The NoSQL Engine provides a beautiful command-line interface and programmatic API for database operations.

📋 Complete Usage Guide

For detailed usage instructions, examples, and advanced operations, please see our comprehensive usage guide:

👉 CLI_USAGE.md

This guide covers:

Interactive CLI commands and examples
Programmatic API usage
Integration testing procedures
Performance optimization tips
Troubleshooting and best practices

🏃 Quick Start

# Build and run the CLI
go build -o nosql-engine ./cmd
./nosql-engine

# Or run directly
go run ./cmd

Architecture Overview

The NoSQL Engine implements a Log-Structured Merge (LSM) Tree architecture designed for high-throughput write operations and efficient reads. The system separates write and read paths to optimize performance for different access patterns.

Write Path ✍️:

Optimized for fast data ingestion and durability guarantees.

1. Write-Ahead Log (WAL)

When a user sends a PUT or DELETE request, it is first logged in the Write-Ahead Log (WAL)
WAL ensures durability by persisting operations before applying them to in-memory structures
Implements segmented logging with fixed-size segments containing a configurable number of records
Each WAL record includes CRC for data integrity verification
WAL segments cannot be deleted until data is permanently persisted in SSTables

2. Memtable

After WAL confirms the write, data is added to the Memtable - a strictly in-memory structure
Implemented as a hash map with configurable maximum size (specified by number of elements)
When the predefined Memtable size is reached, values are sorted by key and a new SSTable is created on disk
During system startup, Memtable is populated with records from WAL for crash recovery

3. SSTable Creation & Compaction

Sorted data from Memtable is written to disk as immutable SSTables
After SSTable creation, the system checks if compaction conditions are met
Size-tiered compaction algorithm is triggered when thresholds are exceeded
Compactions on one level can trigger compactions on subsequent levels in the LSM tree

4. Block Manager

Manages all disk I/O operations using fixed-size blocks (4KB, 8KB, or 16KB)
All file access must go through the Block Manager layer
Supports block-level reading and writing with configurable block sizes
Integrates with Block Cache for optimized performance

Read Path 📖:

Multi-level search strategy optimized for fast data retrieval.

Read Operation Flow:

1. Memtable Check

When a user sends a GET request, first check if the record exists in the Memtable
If found, return the result immediately (fastest path)

2. Cache Layer Check

If not in Memtable, check the Cache structure (LRU-based block cache)
Block cache consists of a doubly linked list storing block data and a hash map for constant-time access
If found in cache, return the result

3. SSTable Traversal

Check SSTables one by one, starting from the most recent
For each SSTable, load its Bloom Filter into memory and query for key presence
If Bloom Filter indicates the key is definitely not present, skip to the next SSTable
If the key might be present, check additional structures in the current SSTable

4. LSM Tree Level Traversal

SSTable candidates are determined based on the selected compaction algorithm
After unsuccessfully searching all SSTable candidates on one LSM tree level, move to the next level
Process repeats until the key is found or the last level is reached

5. SSTable Internal Search

Summary Structure: Check if the key falls within Summary ranges (loaded in memory)

=== Tasks to complete ===
a) Answer these questions from the NoSQL Engine text:
(i) What does each WAL record include for data integrity verification?
(ii) Which fixed block sizes does the Block Manager use?
(iii) In what order are SSTables checked during the read path?
b) In the records below, list each line that contains the string "bottle".

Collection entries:
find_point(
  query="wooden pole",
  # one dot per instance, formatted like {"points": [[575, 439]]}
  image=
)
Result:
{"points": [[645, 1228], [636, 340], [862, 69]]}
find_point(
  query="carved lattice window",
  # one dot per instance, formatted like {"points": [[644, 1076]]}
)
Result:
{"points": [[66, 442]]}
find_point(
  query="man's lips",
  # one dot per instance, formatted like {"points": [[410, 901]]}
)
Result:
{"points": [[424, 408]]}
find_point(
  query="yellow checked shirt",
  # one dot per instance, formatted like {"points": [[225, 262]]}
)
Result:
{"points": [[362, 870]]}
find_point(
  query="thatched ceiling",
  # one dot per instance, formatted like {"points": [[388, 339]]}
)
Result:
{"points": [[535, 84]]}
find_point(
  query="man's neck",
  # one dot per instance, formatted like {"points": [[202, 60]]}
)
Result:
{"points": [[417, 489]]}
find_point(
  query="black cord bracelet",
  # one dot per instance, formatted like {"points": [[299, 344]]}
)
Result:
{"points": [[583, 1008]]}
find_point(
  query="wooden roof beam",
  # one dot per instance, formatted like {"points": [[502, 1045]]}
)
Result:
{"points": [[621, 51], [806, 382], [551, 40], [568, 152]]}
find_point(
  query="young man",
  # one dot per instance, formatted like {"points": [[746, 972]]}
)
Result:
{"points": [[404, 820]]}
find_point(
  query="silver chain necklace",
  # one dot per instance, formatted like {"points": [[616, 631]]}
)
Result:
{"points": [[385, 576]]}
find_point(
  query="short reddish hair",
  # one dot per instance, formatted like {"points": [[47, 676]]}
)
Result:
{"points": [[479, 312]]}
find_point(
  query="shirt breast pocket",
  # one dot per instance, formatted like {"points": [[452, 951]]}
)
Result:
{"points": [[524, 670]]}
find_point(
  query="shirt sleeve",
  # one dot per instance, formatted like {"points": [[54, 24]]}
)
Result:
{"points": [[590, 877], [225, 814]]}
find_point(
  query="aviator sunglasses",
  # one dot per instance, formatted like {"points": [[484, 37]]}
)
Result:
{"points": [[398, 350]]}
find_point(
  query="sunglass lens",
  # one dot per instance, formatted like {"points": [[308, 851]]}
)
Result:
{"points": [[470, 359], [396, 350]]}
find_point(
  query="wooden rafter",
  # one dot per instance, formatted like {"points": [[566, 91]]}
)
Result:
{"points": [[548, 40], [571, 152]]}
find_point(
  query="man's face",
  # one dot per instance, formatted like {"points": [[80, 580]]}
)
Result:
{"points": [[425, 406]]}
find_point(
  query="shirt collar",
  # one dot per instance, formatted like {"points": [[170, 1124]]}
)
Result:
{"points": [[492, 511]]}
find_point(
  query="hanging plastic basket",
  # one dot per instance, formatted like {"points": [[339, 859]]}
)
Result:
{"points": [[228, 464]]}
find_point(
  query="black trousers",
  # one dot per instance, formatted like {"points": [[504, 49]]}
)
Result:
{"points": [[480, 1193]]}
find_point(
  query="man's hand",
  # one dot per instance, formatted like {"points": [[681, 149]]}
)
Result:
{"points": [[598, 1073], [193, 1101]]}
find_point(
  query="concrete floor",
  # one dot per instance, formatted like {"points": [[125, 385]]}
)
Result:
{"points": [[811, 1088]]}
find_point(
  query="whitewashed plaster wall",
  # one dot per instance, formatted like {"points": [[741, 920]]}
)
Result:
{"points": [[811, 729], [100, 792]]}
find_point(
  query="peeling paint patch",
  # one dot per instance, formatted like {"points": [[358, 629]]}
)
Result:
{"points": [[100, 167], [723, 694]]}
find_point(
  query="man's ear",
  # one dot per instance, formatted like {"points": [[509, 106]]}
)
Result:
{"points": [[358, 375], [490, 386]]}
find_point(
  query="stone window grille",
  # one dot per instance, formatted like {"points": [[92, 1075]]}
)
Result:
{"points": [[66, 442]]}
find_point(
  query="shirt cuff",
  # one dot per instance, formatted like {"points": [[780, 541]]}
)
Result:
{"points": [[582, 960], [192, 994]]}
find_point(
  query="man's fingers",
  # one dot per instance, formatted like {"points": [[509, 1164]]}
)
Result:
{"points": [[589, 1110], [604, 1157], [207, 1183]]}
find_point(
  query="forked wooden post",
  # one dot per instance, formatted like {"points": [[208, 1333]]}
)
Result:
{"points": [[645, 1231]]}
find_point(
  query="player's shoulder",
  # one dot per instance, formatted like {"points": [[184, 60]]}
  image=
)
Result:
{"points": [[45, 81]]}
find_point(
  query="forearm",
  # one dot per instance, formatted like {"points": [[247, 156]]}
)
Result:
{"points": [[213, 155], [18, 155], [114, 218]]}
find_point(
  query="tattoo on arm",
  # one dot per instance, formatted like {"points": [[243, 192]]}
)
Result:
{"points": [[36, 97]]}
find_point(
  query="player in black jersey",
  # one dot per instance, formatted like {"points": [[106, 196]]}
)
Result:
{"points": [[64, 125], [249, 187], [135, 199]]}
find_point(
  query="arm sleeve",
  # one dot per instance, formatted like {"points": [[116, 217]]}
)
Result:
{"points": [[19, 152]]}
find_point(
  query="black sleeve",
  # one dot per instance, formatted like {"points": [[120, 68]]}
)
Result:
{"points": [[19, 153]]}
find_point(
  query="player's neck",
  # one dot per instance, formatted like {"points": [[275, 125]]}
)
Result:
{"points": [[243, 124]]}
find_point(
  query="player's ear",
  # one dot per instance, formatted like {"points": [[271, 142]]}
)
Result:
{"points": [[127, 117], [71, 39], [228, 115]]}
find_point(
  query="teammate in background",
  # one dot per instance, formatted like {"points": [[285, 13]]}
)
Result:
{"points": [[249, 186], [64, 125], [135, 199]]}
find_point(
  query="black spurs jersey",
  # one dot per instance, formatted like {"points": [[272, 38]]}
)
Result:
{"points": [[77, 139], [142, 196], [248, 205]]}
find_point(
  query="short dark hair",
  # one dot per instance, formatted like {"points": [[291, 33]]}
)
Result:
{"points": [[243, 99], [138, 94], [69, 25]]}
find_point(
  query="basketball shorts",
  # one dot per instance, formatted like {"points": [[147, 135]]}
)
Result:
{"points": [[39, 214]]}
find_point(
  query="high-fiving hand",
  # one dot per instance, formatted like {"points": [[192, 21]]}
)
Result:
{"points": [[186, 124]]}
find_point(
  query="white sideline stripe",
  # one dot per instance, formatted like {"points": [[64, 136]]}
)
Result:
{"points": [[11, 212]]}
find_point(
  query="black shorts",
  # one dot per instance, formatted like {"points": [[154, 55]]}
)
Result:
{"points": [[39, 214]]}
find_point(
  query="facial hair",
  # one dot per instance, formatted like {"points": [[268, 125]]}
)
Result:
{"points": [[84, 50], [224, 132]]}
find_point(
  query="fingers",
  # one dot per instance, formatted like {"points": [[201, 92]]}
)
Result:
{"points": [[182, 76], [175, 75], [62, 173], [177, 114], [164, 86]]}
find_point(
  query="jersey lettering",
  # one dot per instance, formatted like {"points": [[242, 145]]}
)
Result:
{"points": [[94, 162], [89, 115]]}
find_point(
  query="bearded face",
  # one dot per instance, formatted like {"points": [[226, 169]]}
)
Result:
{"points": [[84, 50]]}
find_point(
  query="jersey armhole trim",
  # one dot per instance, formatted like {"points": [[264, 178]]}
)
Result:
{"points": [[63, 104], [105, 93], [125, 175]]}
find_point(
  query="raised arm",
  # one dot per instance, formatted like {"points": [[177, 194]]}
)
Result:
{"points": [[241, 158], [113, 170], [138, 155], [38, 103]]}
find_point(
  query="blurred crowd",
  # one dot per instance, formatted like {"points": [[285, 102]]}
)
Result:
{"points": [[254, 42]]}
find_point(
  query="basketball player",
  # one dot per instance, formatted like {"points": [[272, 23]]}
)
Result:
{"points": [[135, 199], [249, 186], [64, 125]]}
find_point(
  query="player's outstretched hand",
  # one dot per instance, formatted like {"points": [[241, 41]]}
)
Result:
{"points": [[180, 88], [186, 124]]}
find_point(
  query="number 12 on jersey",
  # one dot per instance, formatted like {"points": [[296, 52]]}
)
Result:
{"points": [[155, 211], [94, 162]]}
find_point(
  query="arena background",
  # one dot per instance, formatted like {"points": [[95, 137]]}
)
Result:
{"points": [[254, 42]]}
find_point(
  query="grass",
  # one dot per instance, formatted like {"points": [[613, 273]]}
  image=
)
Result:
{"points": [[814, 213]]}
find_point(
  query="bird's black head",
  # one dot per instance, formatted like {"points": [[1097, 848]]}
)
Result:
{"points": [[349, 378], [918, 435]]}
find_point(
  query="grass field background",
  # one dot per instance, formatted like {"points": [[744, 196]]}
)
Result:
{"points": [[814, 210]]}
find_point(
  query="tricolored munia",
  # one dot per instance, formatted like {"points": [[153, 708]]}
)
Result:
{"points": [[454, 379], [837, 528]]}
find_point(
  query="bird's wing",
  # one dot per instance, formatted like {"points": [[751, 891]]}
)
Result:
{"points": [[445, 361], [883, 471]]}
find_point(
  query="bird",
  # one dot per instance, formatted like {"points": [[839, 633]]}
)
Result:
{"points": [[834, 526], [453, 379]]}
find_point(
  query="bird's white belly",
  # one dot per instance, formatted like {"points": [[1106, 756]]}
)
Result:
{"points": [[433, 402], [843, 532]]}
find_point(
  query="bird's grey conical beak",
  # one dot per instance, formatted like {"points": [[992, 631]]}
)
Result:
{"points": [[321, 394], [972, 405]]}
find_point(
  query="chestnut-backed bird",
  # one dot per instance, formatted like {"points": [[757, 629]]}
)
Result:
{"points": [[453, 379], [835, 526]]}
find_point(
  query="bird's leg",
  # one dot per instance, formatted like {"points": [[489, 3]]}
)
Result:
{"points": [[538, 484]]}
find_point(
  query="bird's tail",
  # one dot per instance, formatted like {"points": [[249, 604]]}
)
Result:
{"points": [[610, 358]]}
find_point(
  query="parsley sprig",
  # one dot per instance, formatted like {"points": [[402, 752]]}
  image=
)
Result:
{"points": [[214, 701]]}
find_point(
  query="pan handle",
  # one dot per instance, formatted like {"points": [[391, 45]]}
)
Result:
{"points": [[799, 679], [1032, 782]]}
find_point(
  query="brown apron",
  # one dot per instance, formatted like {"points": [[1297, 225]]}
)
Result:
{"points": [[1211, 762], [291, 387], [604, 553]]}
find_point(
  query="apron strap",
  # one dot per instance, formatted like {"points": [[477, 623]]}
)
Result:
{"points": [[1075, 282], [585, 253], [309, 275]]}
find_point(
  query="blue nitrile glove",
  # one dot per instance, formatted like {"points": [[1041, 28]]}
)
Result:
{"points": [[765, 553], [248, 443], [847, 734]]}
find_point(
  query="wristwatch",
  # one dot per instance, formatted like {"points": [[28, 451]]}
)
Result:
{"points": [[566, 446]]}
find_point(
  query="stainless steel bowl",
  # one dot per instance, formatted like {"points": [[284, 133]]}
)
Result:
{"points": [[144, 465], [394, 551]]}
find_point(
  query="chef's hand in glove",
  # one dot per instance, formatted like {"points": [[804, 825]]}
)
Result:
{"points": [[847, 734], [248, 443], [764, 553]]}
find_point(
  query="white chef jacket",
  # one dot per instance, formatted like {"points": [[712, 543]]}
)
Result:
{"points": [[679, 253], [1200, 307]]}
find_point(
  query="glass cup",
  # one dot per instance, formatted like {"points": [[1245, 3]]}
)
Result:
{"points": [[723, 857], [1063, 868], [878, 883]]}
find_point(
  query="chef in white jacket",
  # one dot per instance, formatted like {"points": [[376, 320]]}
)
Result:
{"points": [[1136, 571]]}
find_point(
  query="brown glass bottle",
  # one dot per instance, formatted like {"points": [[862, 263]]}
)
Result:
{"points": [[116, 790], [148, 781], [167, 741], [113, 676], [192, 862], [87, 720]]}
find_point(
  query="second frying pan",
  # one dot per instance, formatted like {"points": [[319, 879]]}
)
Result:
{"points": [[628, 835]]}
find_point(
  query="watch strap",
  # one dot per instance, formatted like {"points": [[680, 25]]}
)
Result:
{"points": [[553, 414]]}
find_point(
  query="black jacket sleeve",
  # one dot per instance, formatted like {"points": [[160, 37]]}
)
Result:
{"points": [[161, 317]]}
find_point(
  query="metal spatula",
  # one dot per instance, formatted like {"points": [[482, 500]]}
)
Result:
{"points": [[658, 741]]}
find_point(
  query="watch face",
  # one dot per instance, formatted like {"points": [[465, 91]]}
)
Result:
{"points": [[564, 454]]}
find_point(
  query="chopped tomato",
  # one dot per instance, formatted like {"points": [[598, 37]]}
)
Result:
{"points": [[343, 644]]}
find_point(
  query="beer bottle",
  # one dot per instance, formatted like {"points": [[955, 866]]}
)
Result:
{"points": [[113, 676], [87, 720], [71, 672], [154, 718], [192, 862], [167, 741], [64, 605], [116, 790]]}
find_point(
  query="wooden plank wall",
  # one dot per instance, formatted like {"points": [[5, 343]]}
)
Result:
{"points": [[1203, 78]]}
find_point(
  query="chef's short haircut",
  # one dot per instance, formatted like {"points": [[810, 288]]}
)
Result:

=== Solution set ===
a)
(i) A CRC.
(ii) 4KB, 8KB, or 16KB.
(iii) One by one, starting from the most recent.

b)
  query="brown glass bottle",
  query="beer bottle",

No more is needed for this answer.